- [LESETEXT]
Der 112./ 60. Monat – Schulschlamassel

Leo glänzt mit dem Umstand der späten Geburt, will heißen Du bist nach dem Stichtag 30. September eines Jahres geboren und kannst somit bereits mit fünf Jahren in die Schule, musst aber nicht. Für Deine Mutter steht dies, wenig überraschend, bereits seit Jahren fest, aber auch ich tendiere in letzter Zeit zu dieser Entscheidung, nicht zuletzt auf Grund des Umstandes, daß mir nach den Sommerferien Deine Kindergarten-Gruppenleiterin alle notwendigen Unterlagen für Deine Schulanmeldung in die Hand gedrückt hat, hübsch garniert mit den Worten: „Meldet ihn auf jeden Fall an, er dreht hier sonst durch!“ Die wahrscheinlich formkorrekte Übersetzung für „Leo muss hier raus.“ Das Ganze lassen wir uns von ihr nochmal in einem der üblichen Entwicklungsgespräche detailreich auseinanderlegen und ich vereinbare einen Termin in der gleichen Grundschule, die Sarah Sophie seit gut drei Jahren besucht.

Das ganze Spektakel ist reine Formsache, sowohl die Direktorin als auch die ebenfalls anwesende Klassenlehrerin Deiner Schwester bestätigen Deine Schultauglichkeit und alles scheint gut. Gäbe es da nicht diese kleine Einschränkung, eben wegen Deines Alters. Frau Schächter – die Direktorin – bemerkt zum Ende des Prozedere eine unwahrscheinliche, aber zu erwähnende Randnotiz: „Sollte es so kommen, daß die angepeilten drei ersten Klassen des künftigen Jahrgangs voll sind, würde für die sogenannten „Kann-Kinder“ keine weitere Klasse eröffnet, da dies die eindeutige Ansage des Schulträgers sei. Diese Kinder könnten ja weiterhin im Kindergarten bleiben.“ Zum allgemeinen Unverständnis: Sowohl Kindergarten als auch Schule befinden sie in Trägerschaft der jüdischen Gemeinde Düsseldorf.

Datenliste
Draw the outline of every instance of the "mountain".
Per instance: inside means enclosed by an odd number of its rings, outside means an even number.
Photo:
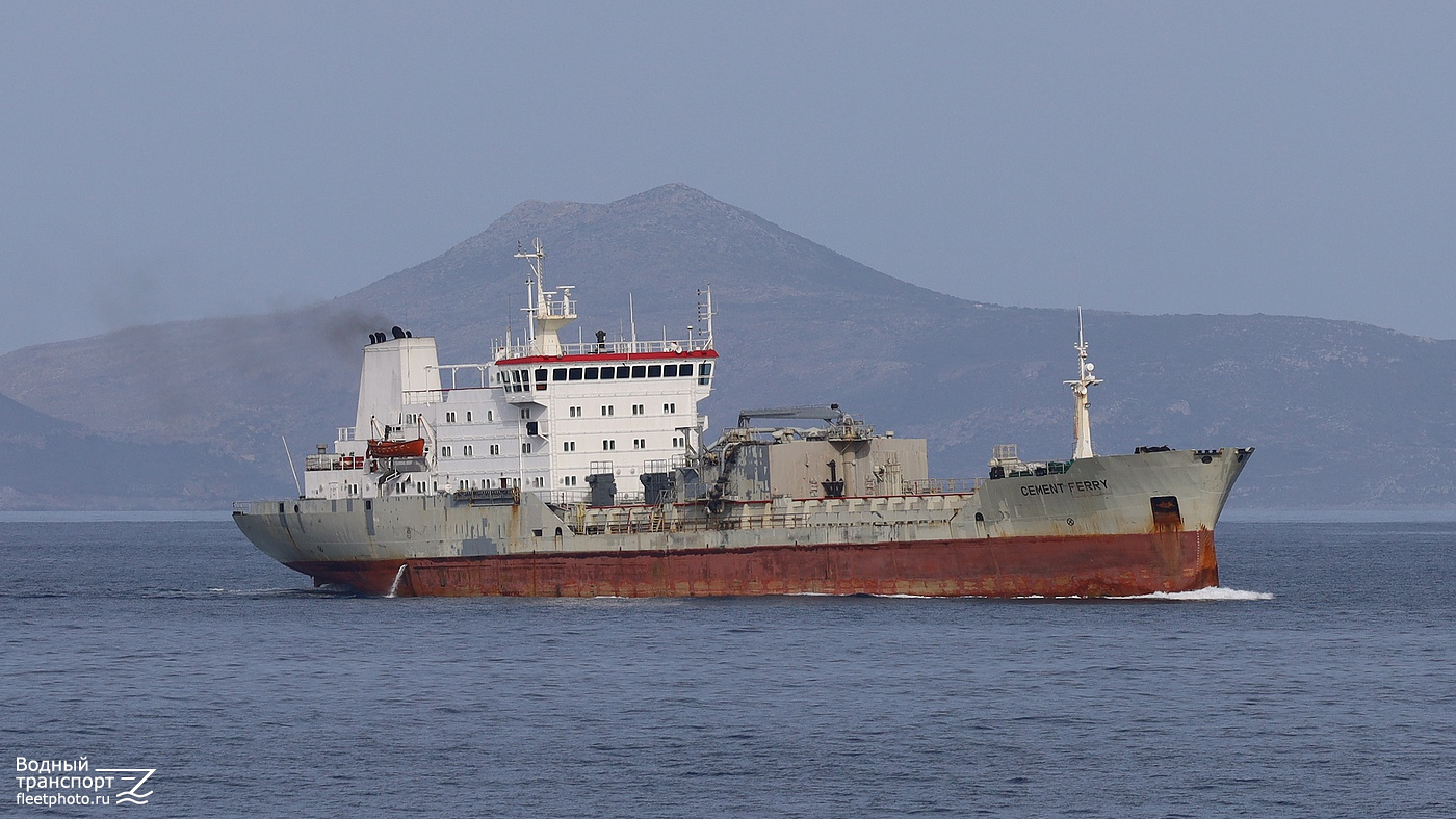
[[[226,508],[239,489],[277,493],[248,460],[198,444],[116,441],[4,396],[0,447],[12,464],[0,477],[0,509]]]
[[[724,356],[706,412],[828,403],[930,439],[932,470],[984,471],[994,444],[1072,451],[1077,316],[938,294],[879,273],[683,185],[610,204],[523,202],[435,259],[326,304],[135,327],[0,358],[0,393],[89,431],[255,458],[291,495],[281,450],[352,419],[360,348],[399,324],[441,362],[489,359],[520,333],[520,243],[574,284],[585,337],[680,336],[712,284]],[[962,262],[968,279],[996,275]],[[1238,503],[1456,502],[1456,342],[1284,316],[1085,314],[1099,451],[1255,445]],[[571,329],[568,327],[568,333]],[[79,400],[84,396],[84,400]],[[242,490],[239,490],[242,492]]]

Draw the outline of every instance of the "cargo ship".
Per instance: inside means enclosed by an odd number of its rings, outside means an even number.
[[[1101,378],[1079,326],[1073,447],[929,477],[926,441],[837,404],[750,409],[709,436],[712,292],[687,337],[562,340],[572,287],[540,240],[526,329],[446,364],[370,335],[352,426],[298,496],[234,503],[265,554],[368,595],[1124,596],[1219,583],[1214,524],[1252,447],[1092,448]],[[1080,324],[1080,320],[1079,320]]]

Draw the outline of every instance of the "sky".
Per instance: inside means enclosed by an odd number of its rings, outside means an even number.
[[[0,352],[681,182],[1026,307],[1456,337],[1450,3],[0,0]]]

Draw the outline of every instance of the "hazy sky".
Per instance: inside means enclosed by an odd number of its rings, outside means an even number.
[[[1453,44],[1452,3],[0,0],[0,352],[665,182],[968,298],[1456,337]]]

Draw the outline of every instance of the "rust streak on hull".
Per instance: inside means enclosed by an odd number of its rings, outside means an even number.
[[[1210,530],[1077,537],[766,546],[642,553],[297,562],[364,594],[408,596],[1124,596],[1219,585]]]

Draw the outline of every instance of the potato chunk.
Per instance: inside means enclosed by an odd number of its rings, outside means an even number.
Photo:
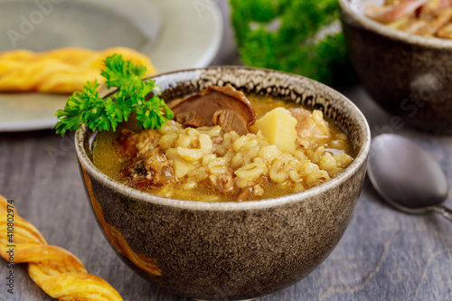
[[[265,114],[251,129],[257,133],[260,130],[263,136],[279,149],[292,152],[295,150],[297,138],[297,119],[284,108],[276,108]]]

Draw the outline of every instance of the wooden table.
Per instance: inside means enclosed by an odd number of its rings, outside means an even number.
[[[220,5],[227,15],[225,4]],[[238,62],[225,19],[224,41],[214,64]],[[452,187],[452,136],[392,128],[392,117],[360,87],[343,92],[363,110],[372,136],[393,131],[411,138],[440,163]],[[87,201],[71,138],[52,130],[0,133],[0,193],[14,200],[19,214],[50,244],[71,250],[125,300],[184,300],[150,286],[107,244]],[[3,260],[0,300],[52,300],[30,279],[25,265],[14,267],[14,294],[7,294],[7,273]],[[348,230],[330,257],[305,279],[259,300],[452,300],[452,224],[433,214],[392,210],[366,179]]]

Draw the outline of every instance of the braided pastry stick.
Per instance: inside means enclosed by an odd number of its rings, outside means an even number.
[[[101,52],[71,47],[44,52],[15,50],[0,52],[0,91],[72,93],[81,90],[87,80],[103,83],[102,61],[113,53],[146,66],[146,77],[156,73],[147,56],[127,47]]]
[[[60,301],[123,300],[119,293],[104,279],[89,274],[83,264],[72,253],[49,246],[41,232],[30,222],[14,212],[13,242],[7,237],[7,201],[0,195],[1,256],[9,260],[6,253],[14,247],[14,261],[28,263],[32,279],[49,296]]]

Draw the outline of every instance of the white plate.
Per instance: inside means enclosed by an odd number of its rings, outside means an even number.
[[[209,65],[222,38],[212,0],[0,0],[0,52],[127,46],[159,72]],[[51,128],[68,95],[0,93],[0,132]]]

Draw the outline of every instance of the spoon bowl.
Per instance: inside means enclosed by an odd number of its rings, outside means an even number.
[[[392,134],[376,136],[368,174],[377,192],[393,207],[408,213],[433,211],[452,221],[452,211],[442,205],[449,189],[444,171],[409,139]]]

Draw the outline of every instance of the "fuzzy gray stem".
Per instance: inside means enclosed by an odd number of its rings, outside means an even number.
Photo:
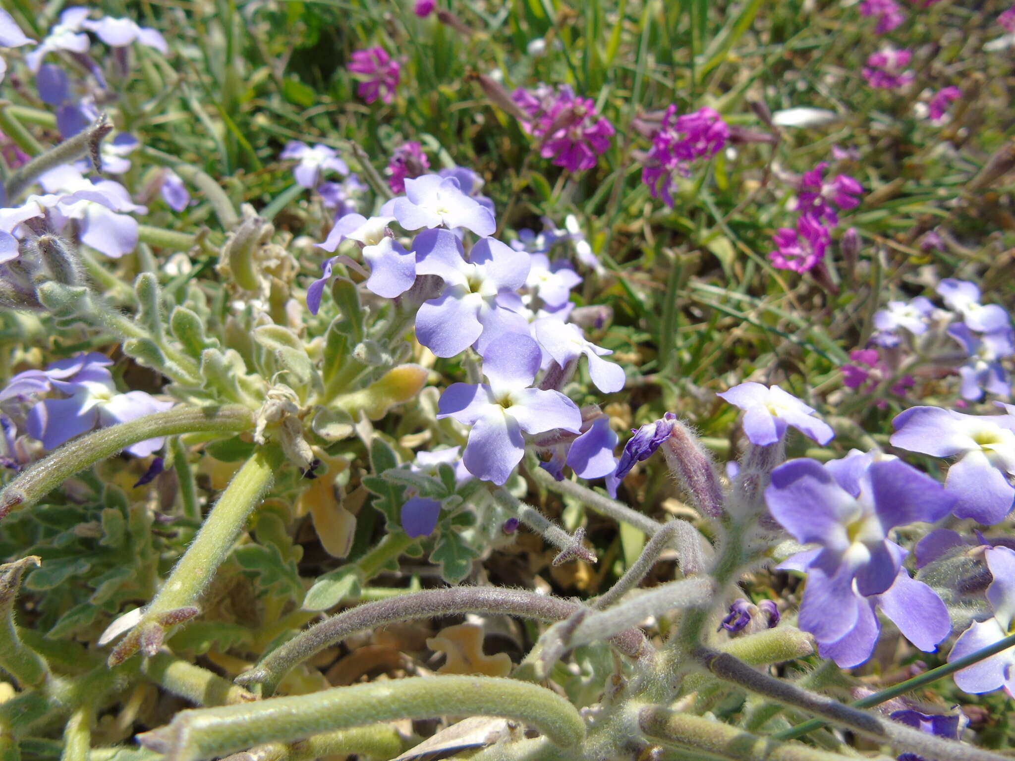
[[[596,610],[604,610],[609,608],[611,605],[616,603],[620,598],[626,595],[628,592],[637,586],[641,579],[645,578],[649,571],[652,570],[652,566],[656,564],[659,560],[660,554],[663,550],[670,546],[670,543],[675,537],[683,535],[686,538],[687,530],[693,533],[696,540],[697,532],[694,527],[688,524],[686,521],[671,521],[668,524],[664,524],[662,530],[658,531],[656,535],[649,540],[645,548],[641,550],[641,554],[638,555],[637,560],[635,560],[631,567],[622,575],[617,582],[613,584],[609,590],[606,591],[592,607]],[[681,553],[681,567],[684,567],[685,559],[684,553]],[[688,563],[690,564],[690,563]],[[696,573],[701,570],[700,566],[697,566],[694,570],[688,570],[684,567],[684,573]]]
[[[100,171],[101,161],[98,157],[98,145],[103,138],[112,131],[113,125],[110,124],[110,120],[105,114],[99,114],[98,119],[92,122],[87,129],[32,158],[11,175],[7,181],[4,188],[7,192],[7,202],[14,203],[40,176],[45,175],[55,166],[73,163],[84,155],[90,155],[96,171]]]
[[[898,721],[892,721],[875,713],[843,705],[824,695],[803,690],[796,685],[759,672],[729,653],[699,647],[694,651],[694,656],[720,679],[740,685],[746,690],[756,692],[784,705],[791,705],[821,716],[831,723],[853,730],[879,742],[890,743],[900,751],[916,753],[928,759],[937,759],[937,761],[1003,761],[1005,758],[997,753],[913,730]]]
[[[568,534],[535,507],[520,502],[505,490],[497,489],[493,496],[500,504],[518,515],[519,521],[554,547],[559,548],[560,554],[553,558],[554,565],[560,565],[574,559],[585,560],[587,563],[596,562],[596,553],[582,544],[582,540],[585,538],[585,529],[579,529],[573,535]]]
[[[536,621],[563,621],[583,606],[559,598],[523,590],[495,586],[452,586],[425,590],[389,600],[366,603],[332,616],[307,629],[269,653],[256,668],[236,677],[240,684],[264,684],[270,693],[285,674],[321,650],[341,642],[357,631],[375,629],[396,621],[432,618],[464,613],[496,613]],[[640,631],[621,632],[614,644],[628,655],[636,655],[645,645]]]

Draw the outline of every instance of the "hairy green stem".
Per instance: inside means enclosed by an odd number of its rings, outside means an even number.
[[[944,679],[957,671],[961,671],[966,667],[979,663],[984,659],[988,659],[991,655],[996,655],[1003,650],[1007,650],[1009,647],[1015,647],[1015,634],[1009,634],[1004,639],[999,639],[994,644],[984,647],[982,650],[976,650],[975,652],[970,652],[968,655],[955,659],[950,664],[939,666],[937,669],[931,669],[930,671],[924,672],[912,679],[907,679],[904,682],[899,682],[891,687],[886,687],[885,689],[879,690],[878,692],[861,698],[860,700],[855,700],[850,703],[850,705],[855,708],[873,708],[875,705],[880,705],[881,703],[898,697],[906,692],[918,690],[921,687],[926,687],[929,684],[937,682],[939,679]],[[784,730],[773,737],[781,740],[792,740],[794,738],[802,737],[809,732],[813,732],[824,724],[825,722],[821,719],[812,718],[809,721],[804,721],[796,727]]]
[[[638,725],[663,743],[702,751],[730,761],[844,761],[849,758],[799,743],[779,743],[702,716],[658,706],[642,708]]]
[[[890,743],[900,751],[916,753],[938,761],[1002,761],[1004,756],[962,745],[898,721],[859,710],[832,698],[759,672],[726,652],[698,648],[694,658],[720,679],[732,682],[784,705],[815,713],[831,723],[844,727],[881,743]]]
[[[167,692],[196,705],[232,705],[257,700],[257,695],[243,687],[167,652],[147,659],[141,673]]]
[[[290,743],[335,730],[447,714],[490,714],[532,724],[561,747],[585,738],[567,700],[538,685],[495,677],[435,676],[336,687],[248,705],[185,710],[137,740],[165,761],[201,761],[251,745]]]
[[[162,589],[145,608],[144,616],[110,653],[111,666],[123,663],[138,649],[154,655],[168,627],[197,615],[201,594],[232,551],[247,518],[261,504],[283,461],[278,446],[262,446],[232,477]]]
[[[146,438],[197,432],[231,435],[253,428],[253,413],[240,406],[180,406],[100,428],[54,449],[7,484],[0,491],[0,517],[33,505],[75,473]]]
[[[465,613],[563,621],[580,610],[583,606],[579,603],[535,592],[496,586],[452,586],[410,593],[350,608],[312,626],[272,650],[256,668],[236,677],[235,681],[240,684],[262,683],[265,692],[270,694],[281,678],[297,664],[358,631],[376,629],[396,621]],[[645,636],[637,630],[622,632],[615,637],[614,643],[627,654],[636,655],[645,645]]]

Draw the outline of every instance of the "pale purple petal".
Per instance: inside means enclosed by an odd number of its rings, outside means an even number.
[[[985,526],[1003,521],[1015,501],[1015,488],[982,451],[966,453],[948,469],[945,489],[958,497],[956,517],[971,517]]]
[[[370,266],[366,287],[379,296],[399,296],[416,281],[416,255],[394,238],[385,237],[377,246],[367,246],[363,249],[363,259]]]
[[[502,486],[524,454],[518,421],[496,408],[472,426],[463,460],[473,476]]]
[[[441,502],[424,497],[412,497],[402,505],[402,529],[410,538],[427,537],[441,517]]]
[[[438,357],[453,357],[465,351],[483,332],[477,316],[480,296],[456,296],[454,288],[446,288],[416,313],[416,340]]]
[[[580,478],[602,478],[617,469],[613,451],[617,433],[610,427],[609,418],[596,418],[589,430],[576,438],[567,452],[567,465]]]
[[[463,425],[473,425],[492,404],[490,387],[484,384],[452,384],[437,401],[437,420],[453,417]]]
[[[502,336],[483,352],[483,374],[494,395],[500,396],[532,386],[539,359],[539,346],[528,336]]]
[[[973,622],[955,640],[951,652],[948,653],[948,663],[989,647],[999,639],[1003,639],[1007,633],[996,618]],[[993,692],[1005,684],[1005,672],[1012,663],[1011,649],[985,658],[972,666],[955,672],[955,684],[960,690],[972,694]]]
[[[894,583],[878,598],[881,612],[903,636],[925,652],[951,634],[951,618],[941,598],[923,581],[900,568]]]
[[[47,399],[28,412],[25,430],[32,438],[38,438],[47,449],[55,449],[74,436],[95,427],[98,411],[91,407],[82,411],[84,401],[80,397],[71,399]]]
[[[582,411],[559,391],[522,389],[512,392],[505,414],[515,418],[526,433],[544,433],[554,428],[578,433]]]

- [AUFGABE 1]
Beantworte zum Text über Leos Schulanmeldung diese Fragen:
(a) Welches Datum ist als Stichtag genannt?
(b) Seit wann besucht Sarah Sophie die Grundschule?
(c) In wessen Trägerschaft befinden sich Kindergarten und Schule?
- [AUFGABE 2]
Schreibe den Text über Leos Schulanmeldung im Anschluss an seinen letzten Satz weiter.

- [ANTWORT 1]
(a) Der 30. September eines Jahres.
(b) Seit gut drei Jahren.
(c) In Trägerschaft der jüdischen Gemeinde Düsseldorf.

- [ANTWORT 2]
Mit Rücksicht auf jedwede – egal wie niedrig anzusetzende – Etikette schreibender Umgangsformen verzichte an dieser Stelle ausdrücklich auf Wiedergabe einzelner Wortlaute der Reaktion Eurer Mutter auf diese Fußnote des Anmeldegespräch. Kumulierend erwägt sie selbstverständlich den sofortigen Austritt aus der Gemeinde. Beruhigend auf Eure Mutter wirkt selbstverfreilich ebenfalls nicht mein Einwand, daß das doch ein wohl sehr theoretischer und utopischer Möglichkeitsfall sein dürfte. Hilft alles nix – wir leben in Tagen größtmöglicher mütterliche Unruhe, oder anders ausgedrückt: Es muss etwas passieren, und zwar schnell.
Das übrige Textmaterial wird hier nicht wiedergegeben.